### [Stated goal]
Each line that follows is to be retyped exactly.

### [Data extract]
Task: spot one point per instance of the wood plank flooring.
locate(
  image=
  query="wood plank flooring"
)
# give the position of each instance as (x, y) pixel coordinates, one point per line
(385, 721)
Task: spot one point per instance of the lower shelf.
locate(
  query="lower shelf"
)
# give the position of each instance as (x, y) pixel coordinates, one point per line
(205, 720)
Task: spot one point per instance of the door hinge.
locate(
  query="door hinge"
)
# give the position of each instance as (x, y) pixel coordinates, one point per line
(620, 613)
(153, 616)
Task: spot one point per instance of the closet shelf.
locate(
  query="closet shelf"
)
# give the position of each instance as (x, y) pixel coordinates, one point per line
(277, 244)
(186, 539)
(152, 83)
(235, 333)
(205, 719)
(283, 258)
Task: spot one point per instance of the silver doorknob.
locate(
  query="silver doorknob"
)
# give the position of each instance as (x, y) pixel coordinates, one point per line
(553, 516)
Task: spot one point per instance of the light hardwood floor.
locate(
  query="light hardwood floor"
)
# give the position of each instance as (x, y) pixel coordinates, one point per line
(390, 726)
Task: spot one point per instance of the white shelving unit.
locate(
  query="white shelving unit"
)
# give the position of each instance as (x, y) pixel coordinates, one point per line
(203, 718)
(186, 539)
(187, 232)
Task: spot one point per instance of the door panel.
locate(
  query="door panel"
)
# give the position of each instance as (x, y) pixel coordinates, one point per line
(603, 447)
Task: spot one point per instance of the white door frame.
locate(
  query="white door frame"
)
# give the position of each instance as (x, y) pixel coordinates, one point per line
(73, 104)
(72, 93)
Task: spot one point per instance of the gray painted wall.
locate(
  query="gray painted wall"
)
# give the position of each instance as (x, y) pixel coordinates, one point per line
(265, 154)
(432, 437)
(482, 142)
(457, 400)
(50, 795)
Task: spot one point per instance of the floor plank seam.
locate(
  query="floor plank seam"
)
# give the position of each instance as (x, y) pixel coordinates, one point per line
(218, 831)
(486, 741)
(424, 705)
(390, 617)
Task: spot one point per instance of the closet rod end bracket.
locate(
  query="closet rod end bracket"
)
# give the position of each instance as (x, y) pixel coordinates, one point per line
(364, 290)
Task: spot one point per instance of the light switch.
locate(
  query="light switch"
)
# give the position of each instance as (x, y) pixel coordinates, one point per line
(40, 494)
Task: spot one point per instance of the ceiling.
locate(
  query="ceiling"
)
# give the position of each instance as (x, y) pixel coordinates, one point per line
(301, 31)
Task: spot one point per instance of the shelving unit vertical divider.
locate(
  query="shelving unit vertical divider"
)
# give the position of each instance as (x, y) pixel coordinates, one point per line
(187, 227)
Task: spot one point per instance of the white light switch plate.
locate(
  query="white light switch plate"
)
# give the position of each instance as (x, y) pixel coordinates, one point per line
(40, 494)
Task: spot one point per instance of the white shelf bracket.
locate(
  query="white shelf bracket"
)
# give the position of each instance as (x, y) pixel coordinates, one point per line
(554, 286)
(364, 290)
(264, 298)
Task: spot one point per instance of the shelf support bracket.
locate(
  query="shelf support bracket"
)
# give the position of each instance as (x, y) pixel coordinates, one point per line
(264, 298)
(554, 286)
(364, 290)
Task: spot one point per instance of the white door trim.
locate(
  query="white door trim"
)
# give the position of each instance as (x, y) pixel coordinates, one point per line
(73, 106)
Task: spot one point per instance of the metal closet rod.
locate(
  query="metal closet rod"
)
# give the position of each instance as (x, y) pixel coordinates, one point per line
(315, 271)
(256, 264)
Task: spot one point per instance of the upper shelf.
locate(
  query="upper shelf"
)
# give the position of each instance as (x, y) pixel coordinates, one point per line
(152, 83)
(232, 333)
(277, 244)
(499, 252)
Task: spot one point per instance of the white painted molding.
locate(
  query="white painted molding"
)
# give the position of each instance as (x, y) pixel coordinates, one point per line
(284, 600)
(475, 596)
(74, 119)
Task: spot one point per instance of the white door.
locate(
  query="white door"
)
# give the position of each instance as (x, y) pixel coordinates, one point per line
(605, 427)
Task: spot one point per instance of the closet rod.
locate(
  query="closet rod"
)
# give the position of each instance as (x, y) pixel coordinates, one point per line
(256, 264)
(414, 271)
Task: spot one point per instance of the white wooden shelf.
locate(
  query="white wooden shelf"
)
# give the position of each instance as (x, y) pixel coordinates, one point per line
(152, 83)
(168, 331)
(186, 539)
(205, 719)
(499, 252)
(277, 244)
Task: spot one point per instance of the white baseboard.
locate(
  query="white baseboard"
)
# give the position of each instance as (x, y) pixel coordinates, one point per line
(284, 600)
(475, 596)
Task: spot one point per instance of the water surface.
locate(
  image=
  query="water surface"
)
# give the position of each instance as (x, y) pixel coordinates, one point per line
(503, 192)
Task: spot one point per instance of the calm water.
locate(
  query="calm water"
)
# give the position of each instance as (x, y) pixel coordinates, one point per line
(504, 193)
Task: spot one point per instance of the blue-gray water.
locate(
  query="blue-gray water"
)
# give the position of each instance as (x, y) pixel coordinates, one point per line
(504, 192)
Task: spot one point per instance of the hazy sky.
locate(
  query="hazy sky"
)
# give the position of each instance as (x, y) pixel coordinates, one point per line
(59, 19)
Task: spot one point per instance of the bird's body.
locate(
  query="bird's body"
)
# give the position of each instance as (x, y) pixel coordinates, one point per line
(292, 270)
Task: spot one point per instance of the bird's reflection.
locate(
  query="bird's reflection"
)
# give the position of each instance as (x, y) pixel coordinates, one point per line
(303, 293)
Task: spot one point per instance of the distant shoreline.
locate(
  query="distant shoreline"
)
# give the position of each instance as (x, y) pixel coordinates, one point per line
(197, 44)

### [Solution to the exercise]
Task: spot one point per instance of the wood plank flooring.
locate(
  image=
  query="wood plank flooring"
)
# give the position of each instance as (x, y) pixel coordinates, one point per line
(385, 721)
Task: spot one point per instance of the lower shelf.
locate(
  query="lower shelf"
)
# give the position of each instance as (x, y) pixel coordinates, one point per line
(205, 720)
Task: spot one point per instance of the door hinge.
locate(
  query="door hinge"
)
# give the position of each instance as (x, y) pixel coordinates, one point per line
(620, 613)
(153, 616)
Task: spot one point per instance of the closet shelf.
locate(
  query="closet shelf"
)
# give the position of each instance as (x, y) pixel coordinates, one point per line
(277, 244)
(186, 539)
(152, 83)
(235, 333)
(205, 719)
(283, 258)
Task: spot one point per instance of the silver doorknob.
locate(
  query="silver doorknob"
)
# give the position of each instance as (x, y) pixel coordinates, one point per line
(553, 516)
Task: spot one point per instance of the light hardwood floor.
locate(
  query="light hardwood floor"
)
# give the position of each instance as (x, y) pixel coordinates, one point per line
(390, 726)
Task: spot one point per instance of the white shelving unit.
locate(
  query="white shelving unit"
)
# give the position of each instance as (x, y) pixel coordinates, one point per line
(203, 718)
(186, 539)
(187, 232)
Task: spot one point per instance of the door panel.
locate(
  query="door panel"
)
# give the position of each instance as (x, y) pixel coordinates, one point per line
(603, 447)
Task: spot one point per instance of the white door frame.
locate(
  query="white door frame"
)
# give the position of each instance as (x, y) pixel coordinates, one point per line
(73, 104)
(72, 93)
Task: spot one point per instance of the gray painted wall.
locate(
  query="gray painted wall"
)
# give the position of each instance as (x, y) pixel coordinates, one point per line
(265, 154)
(432, 437)
(482, 142)
(457, 400)
(50, 795)
Task: spot one point per instance of the floor plank seam.
locate(
  query="floor plank seam"
)
# give the position of each instance as (x, y) pixel coordinates, one point per line
(218, 831)
(486, 741)
(424, 705)
(390, 617)
Task: spot one point per instance of the closet rod end bracket.
locate(
  query="closet rod end bracket"
)
# give the position of each instance as (x, y) pixel coordinates, one point per line
(364, 290)
Task: spot one point per instance of the light switch.
locate(
  query="light switch"
)
# give the position of each instance as (x, y) pixel coordinates, one point per line
(40, 494)
Task: spot one point per instance of the ceiling.
locate(
  query="ceiling"
)
# give the position of each instance as (x, y) pixel coordinates, one point per line
(301, 31)
Task: spot one point per instance of the shelving unit vertical divider.
locate(
  query="shelving unit vertical divider"
)
# give the position of each instance as (x, y) pixel coordinates, one point per line
(187, 227)
Task: spot one point per instance of the white light switch plate.
locate(
  query="white light switch plate"
)
# give the position of each instance as (x, y) pixel coordinates, one point per line
(40, 494)
Task: spot one point per instance of the white shelf bracket.
locate(
  query="white shelf bracket"
)
# give the position of each instance as (x, y) pixel coordinates, one point per line
(554, 286)
(364, 290)
(264, 298)
Task: spot one point per instance of the shelf support bracket.
locate(
  query="shelf support bracket"
)
# give the position of each instance as (x, y) pixel coordinates, one point per line
(264, 298)
(554, 286)
(364, 290)
Task: spot one point per instance of the white door trim.
locate(
  query="white door trim"
)
# give the position of each instance as (x, y) pixel coordinates, one point per line
(73, 106)
Task: spot one point per instance of the metal closet rod.
locate(
  query="metal closet rod"
)
# give the position of each instance as (x, y) pixel coordinates, one point per line
(315, 271)
(256, 264)
Task: spot one point per instance of the upper shelf.
locate(
  query="upper shelf"
)
# give the position of each instance as (x, y) pixel coordinates, one point per line
(152, 83)
(232, 333)
(277, 244)
(499, 252)
Task: spot one point per instance of the white painted molding.
locate(
  query="white painted molding"
)
# give the position of each instance as (x, y) pixel coordinates, one point per line
(284, 600)
(475, 596)
(74, 119)
Task: spot one point per instance of the white door.
locate(
  query="white door"
)
# give the position of each instance as (x, y) pixel coordinates, one point per line
(605, 427)
Task: spot one point per instance of the closet rod.
locate(
  query="closet rod"
)
# give the position of each instance as (x, y) pixel coordinates, one point per line
(256, 264)
(414, 271)
Task: spot one point per instance of the white wooden shelf.
locate(
  query="white wooden shelf"
)
# give the position of each instance as (x, y) pixel coordinates, one point per line
(152, 83)
(168, 331)
(186, 539)
(205, 719)
(499, 252)
(277, 244)
Task: spot one point per instance of the white baseboard.
locate(
  query="white baseboard"
)
# give the position of each instance as (x, y) pixel coordinates, one point per line
(284, 600)
(475, 596)
Task: spot one point per instance of the water surface.
locate(
  image=
  query="water surface"
)
# give the position of each instance as (x, y) pixel coordinates, one point per line
(503, 192)
Task: spot one point per instance of the calm water.
locate(
  query="calm water"
)
# give the position of each instance as (x, y) pixel coordinates, one point per line
(504, 193)
Task: spot one point per instance of the blue-gray water.
locate(
  query="blue-gray water"
)
# give the position of each instance as (x, y) pixel coordinates, one point per line
(504, 192)
Task: spot one point per instance of the hazy sky.
locate(
  query="hazy sky"
)
# give the position of each instance as (x, y) pixel coordinates, one point per line
(59, 19)
Task: spot one point per instance of the bird's body.
locate(
  query="bird's body"
)
# give the position of each instance as (x, y) pixel coordinates, one point per line
(292, 270)
Task: spot one point per instance of the bird's reflection.
locate(
  query="bird's reflection"
)
# give the position of each instance as (x, y) pixel coordinates, one point per line
(303, 293)
Task: spot one point per instance of the distant shoreline.
locate(
  query="distant shoreline"
)
# give the position of each instance as (x, y) pixel coordinates, one point per line
(197, 44)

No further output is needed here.